__OBJECTIVES__:
A. Transcribe the author response on robot learning from "Thus to answer" up to and including "the current observation).".
B. Using the author response on robot learning, answer yes or no for each statement and quote the words that decide it. (i) The model predicts a fixed sequence of eight future actions. (ii) Pseudo-demonstrations must be dynamically feasible. (iii) The ShapNet dataset consists of 12,000 object models.
C. Continue the author response on robot learning from its last sentence.

__EXCERPTED TEXT__:
-.-.-

Thus to answer the original question of why action nodes are needed: they express low-level robot actions instead of specific desired key poses, they allow us to simultaneously reason about and predict multiple actions, and circumvent the need for manually identifying the stage of the task (as it is done by nodes representing the current observation).

Regarding the effort needed to generate pseudo-demonstrations.

Generating pseudo-demonstrations is an extremely cheap and fast process when compared to collecting the demonstrations in the real world or handcrafting tasks in simulation. Play data that the reviewer refers to is easier to obtain than purposely collecting demonstrations. However, it still requires significant human time and effort, even though it might not be as mundane as doing the same task over and over again to collect a dataset of demonstrations. Additionally, utilising play data to train an In-Cotext model is not straightforward, as we need multiple trajectories performing semantically the same task. Pseudo-demonstrations, on the other hand, can be generated procedurally without much human effort and they do not need to be dynamically feasible as during deployment proper demonstrations will be used to define real tasks. Thus, even computational requirements are substantially smaller due to not needing to run physics simulations.

评论

Regarding generalisation to novel objects within the same semantic category.

Although we represent the dense point clouds as a set of nodes, these nodes are equipped with features describing the local geometry around the sampled point. We pre-train an occupancy network that encodes and reconstructs these local geometries, enforcing that the information about the complete object geometry is present in our graph representation (we describe this occupancy network in Appendix A).

Thus our model can reason about different object geometries in the context and generalise to completely novel objects at test time. We showcase this in the newly added videos on our anonymous webpage. None of the objects used in these experiments were used during training. Also, note that this is an emergent property of our network - we did not train the model with different objects of the same semantic category. By purposely including such data, the generalisation capabilities could be further increased.

How are sub-goals formulated in the diffusion process? Is it just some horizon the diffusion model is able to generate "in one go"?

Our model predicts a fixed sequence of future actions (in our implementation T=8) expressed as displacements of the end-effector which, when time-scaled, represent end-effector velocities. Our graph representation, in general, can handle an arbitrary number of future action predictions, although with an additional computational cost. It has become a common practice in robot learning to predict multiple actions (~1 second into the future), as it was shown to drastically improve the performance of the learnt policies [1, 2].

[1] Zhao, T. Z., Kumar, V., Levine, S., & Finn, C. (2023). Learning fine-grained bimanual manipulation with low-cost hardware. arXiv preprint arXiv:2304.13705. [2] Chi, C., Xu, Z., Feng, S., Cousineau, E., Du, Y., Burchfiel, B., ... & Song, S. (2023). Diffusion policy: Visuomotor policy learning via action diffusion. The International Journal of Robotics Research, 02783649241273668.

How many pseudo-demonstrations are used to train the initial model across how many objects?

We do not generate a fixed number of pseudo-demonstrations but rather keep continuously generating data during training. This approach drastically reduces the data storage requirements and ensures that the model keeps seeing different data every time, preventing overfitting. We utilise the ShapNet dataset, which consists of 12,000 object models, and randomly choose objects from it for each set of pseudo-demonstrations.

-.-.-

__RECORDED DATA__:

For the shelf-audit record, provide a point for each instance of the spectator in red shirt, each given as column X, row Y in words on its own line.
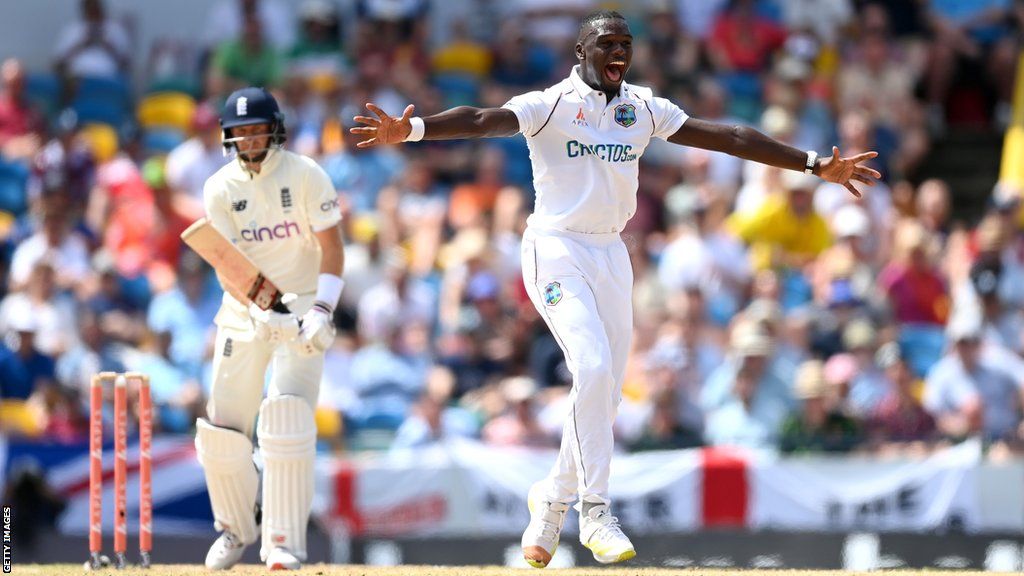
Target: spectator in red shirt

-.-.-

__RESPONSES PER TASK__:
A.
Thus to answer the original question of why action nodes are needed: they express low-level robot actions instead of specific desired key poses, they allow us to simultaneously reason about and predict multiple actions, and circumvent the need for manually identifying the stage of the task (as it is done by nodes representing the current observation).

B.
(i) Yes: "in our implementation T=8"
(ii) No: "they do not need to be dynamically feasible"
(iii) Yes: "which consists of 12,000 object models"

C.
Transferring the policy from simulation to the real robot seemed to have required only 25 examples (5 rollouts across 5 tasks). How was performance assessed, and would more samples result in significantly better results?

While, as the reviewer mentions, we used 25 demonstrations collected in the real world to further train our model before evaluating it, we would like to mention that it was able to complete various tasks without incorporating such data, albeit at a lower success rate. We chose to incorporate a small amount of real-world data, because initially we observed that all models, including baselines, often performed poorly due to imperfect segmentations and noisier point clouds than those present in simulation. Thus the main purpose of using the real-world data was not to adapt the model to work on specific types of tasks, but rather to more robustly handle noisy observations of the real world.

Our results in simulation showed that adding more realistic, in-domain data can significantly increase the performance on unseen tasks. So to answer the question, we would expect the performance to increase with more samples added, as you suggest. This opens a future work possibility in utilising existing robotics datasets in combination with pseudo-demonstrations, a direction which we are excited about.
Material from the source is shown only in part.